— TASK BRIEF —
Transcribe the entries that follow exactly as they appear, minus pictures.

(Entries from a point annotation set)
* start *

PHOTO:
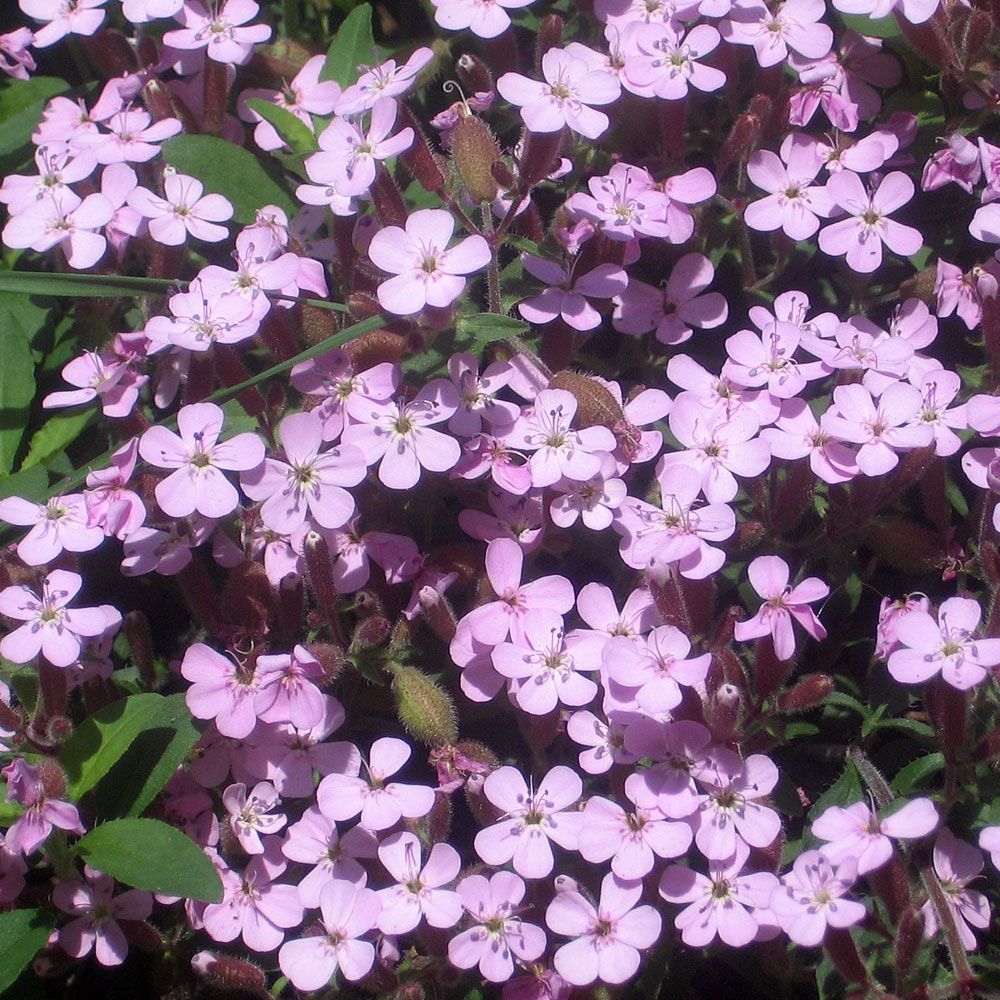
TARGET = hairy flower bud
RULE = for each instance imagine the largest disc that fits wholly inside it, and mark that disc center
(474, 150)
(425, 709)
(595, 406)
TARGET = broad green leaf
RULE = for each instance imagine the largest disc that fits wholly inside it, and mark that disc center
(22, 934)
(916, 771)
(101, 740)
(21, 106)
(17, 389)
(298, 136)
(147, 854)
(228, 170)
(150, 762)
(82, 285)
(57, 433)
(352, 46)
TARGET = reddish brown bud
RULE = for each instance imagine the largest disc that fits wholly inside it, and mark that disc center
(596, 406)
(808, 694)
(474, 150)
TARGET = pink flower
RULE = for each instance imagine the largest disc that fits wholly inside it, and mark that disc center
(793, 25)
(63, 17)
(427, 272)
(571, 86)
(812, 897)
(251, 815)
(861, 236)
(221, 690)
(484, 18)
(400, 436)
(418, 893)
(498, 935)
(219, 30)
(857, 833)
(199, 458)
(380, 804)
(348, 912)
(729, 813)
(97, 912)
(305, 95)
(58, 524)
(42, 812)
(567, 295)
(631, 841)
(957, 864)
(557, 449)
(608, 936)
(545, 666)
(50, 627)
(309, 483)
(63, 220)
(183, 210)
(792, 204)
(532, 818)
(673, 310)
(883, 428)
(946, 646)
(769, 578)
(721, 903)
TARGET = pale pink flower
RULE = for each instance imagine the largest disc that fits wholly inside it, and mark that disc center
(532, 818)
(498, 936)
(221, 30)
(812, 897)
(96, 912)
(348, 912)
(856, 832)
(861, 236)
(426, 272)
(418, 893)
(50, 627)
(198, 459)
(564, 100)
(722, 903)
(957, 864)
(381, 803)
(769, 578)
(609, 936)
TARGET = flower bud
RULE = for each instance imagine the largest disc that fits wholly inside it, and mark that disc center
(808, 694)
(474, 150)
(425, 709)
(595, 404)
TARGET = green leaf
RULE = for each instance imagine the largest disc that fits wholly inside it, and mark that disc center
(150, 762)
(17, 390)
(352, 46)
(56, 434)
(22, 934)
(148, 854)
(83, 285)
(297, 135)
(916, 771)
(228, 170)
(101, 739)
(487, 327)
(21, 106)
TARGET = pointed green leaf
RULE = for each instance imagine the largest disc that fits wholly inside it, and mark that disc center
(147, 854)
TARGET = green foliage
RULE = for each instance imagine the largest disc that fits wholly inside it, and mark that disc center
(148, 854)
(230, 171)
(22, 934)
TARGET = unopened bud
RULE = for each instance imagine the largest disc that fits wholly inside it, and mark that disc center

* end *

— RESPONSE BELOW —
PHOTO:
TARGET = hairy flower bud
RULE = for each instance imagine the largest disc that fits wholly inside it, and mark that disc center
(474, 150)
(425, 709)
(595, 406)
TARGET = broad green leaf
RULE = for each instance imagine the largest disc that fits wholly inside it, and mark that disc center
(22, 934)
(916, 771)
(101, 740)
(21, 106)
(17, 389)
(298, 136)
(147, 854)
(228, 170)
(150, 762)
(82, 285)
(57, 433)
(352, 46)
TARGET = reddish brown bud
RULE = for each instance imagine the largest disc that fits wholly inside it, and mark that disc center
(596, 406)
(808, 694)
(474, 150)
TARGET = pink flower
RULE = for each instance imagine the largest disc that fits wholly inside it, and mark that disc center
(793, 25)
(63, 17)
(427, 272)
(571, 86)
(812, 897)
(251, 815)
(861, 236)
(221, 690)
(484, 18)
(400, 436)
(418, 893)
(498, 935)
(219, 30)
(857, 833)
(199, 458)
(380, 804)
(348, 912)
(729, 813)
(97, 912)
(305, 95)
(58, 524)
(42, 812)
(567, 295)
(631, 841)
(957, 864)
(557, 449)
(608, 936)
(545, 666)
(50, 627)
(309, 483)
(63, 220)
(183, 210)
(792, 204)
(532, 818)
(673, 310)
(883, 428)
(946, 646)
(769, 578)
(721, 903)
TARGET = pale pink flower
RULE = for each instance imagine the largest disc that fits wholly inside it, and mark that disc center
(532, 818)
(498, 936)
(221, 30)
(812, 897)
(96, 912)
(348, 912)
(856, 832)
(861, 236)
(426, 272)
(418, 893)
(50, 627)
(198, 459)
(564, 100)
(722, 903)
(957, 864)
(381, 803)
(769, 578)
(609, 936)
TARGET = flower bud
RULE = for each instance imagine the largest disc that fits wholly inside it, and mark that disc center
(808, 694)
(474, 150)
(425, 709)
(595, 404)
TARGET = green leaf
RULE = for each instance imagine the largest disc that fits wholly inside it, and mark that disc center
(150, 762)
(17, 390)
(352, 46)
(56, 434)
(22, 934)
(148, 854)
(83, 285)
(297, 135)
(916, 771)
(228, 170)
(101, 739)
(487, 327)
(21, 106)
TARGET = pointed green leaf
RULE = for each instance imagine the largest disc that fits wholly inside it, and mark that disc center
(147, 854)
TARGET = green foliage
RULE = for each instance imagine the largest disc that fits wholly inside it, and mark that disc center
(148, 854)
(230, 171)
(22, 934)
TARGET = unopened bud
RULE = for each instance imagine the largest disc that fits wholly inside it, and mark that disc center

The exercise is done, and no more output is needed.